> **INPUT DATA**:

▼

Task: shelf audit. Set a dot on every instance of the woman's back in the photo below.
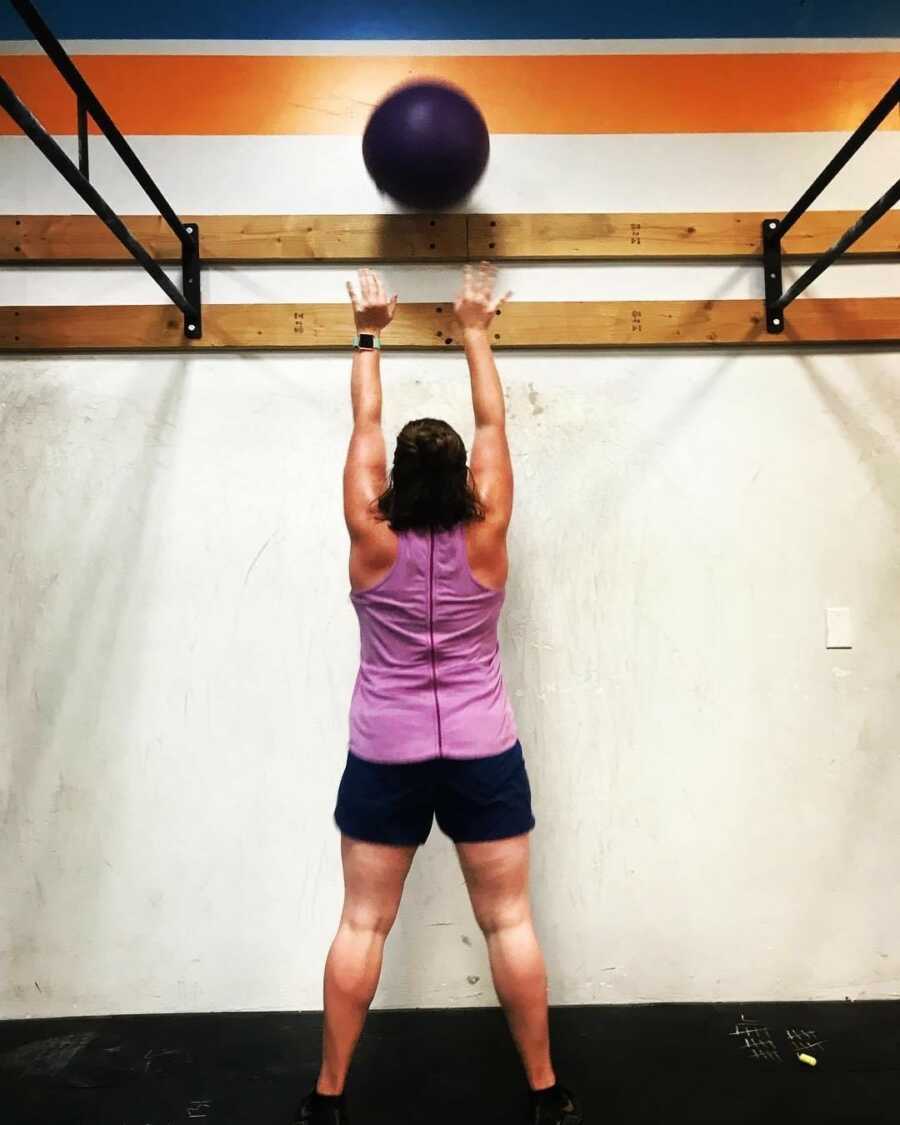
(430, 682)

▲
▼

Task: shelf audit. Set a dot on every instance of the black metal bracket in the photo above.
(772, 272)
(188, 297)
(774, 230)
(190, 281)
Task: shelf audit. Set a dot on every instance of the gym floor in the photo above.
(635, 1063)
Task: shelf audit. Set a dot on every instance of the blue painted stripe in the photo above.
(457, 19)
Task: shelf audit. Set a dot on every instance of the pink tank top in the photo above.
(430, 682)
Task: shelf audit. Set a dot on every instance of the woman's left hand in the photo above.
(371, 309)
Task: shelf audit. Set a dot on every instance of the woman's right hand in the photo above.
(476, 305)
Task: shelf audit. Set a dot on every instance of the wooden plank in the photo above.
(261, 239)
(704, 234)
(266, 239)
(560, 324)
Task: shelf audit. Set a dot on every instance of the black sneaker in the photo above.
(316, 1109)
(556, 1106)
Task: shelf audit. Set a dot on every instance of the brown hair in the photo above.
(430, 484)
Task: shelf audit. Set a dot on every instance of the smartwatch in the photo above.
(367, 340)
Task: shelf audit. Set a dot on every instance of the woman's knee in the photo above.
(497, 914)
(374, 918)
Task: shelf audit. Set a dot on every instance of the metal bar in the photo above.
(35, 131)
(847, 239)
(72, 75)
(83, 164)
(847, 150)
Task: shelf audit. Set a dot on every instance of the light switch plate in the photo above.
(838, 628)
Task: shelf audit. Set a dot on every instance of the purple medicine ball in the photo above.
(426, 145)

▲

> **INSTRUCTIONS FOR THE TASK**:
Copy out each line of the records above that contains the string "black", matching its case exactly.

> **COMPLETED TASK**:
Task: shelf audit. Set a dot on every instance of the black metal bracket in the photo above.
Task: shelf audit. Set a dot on every instance of the black sneaker in the photo above.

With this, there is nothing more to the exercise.